> **Task objective**:
Rewrite each of the records below, replacing "speckled bowl rim" with "chipped bowl rim" and keeping everything else the same.

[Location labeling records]
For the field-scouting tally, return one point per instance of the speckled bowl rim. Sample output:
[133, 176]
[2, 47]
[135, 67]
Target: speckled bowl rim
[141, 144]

> **Expected answer**:
For the field-scouting tally, return one point per instance of the chipped bowl rim. Sample output:
[133, 176]
[2, 47]
[135, 67]
Target: chipped bowl rim
[141, 144]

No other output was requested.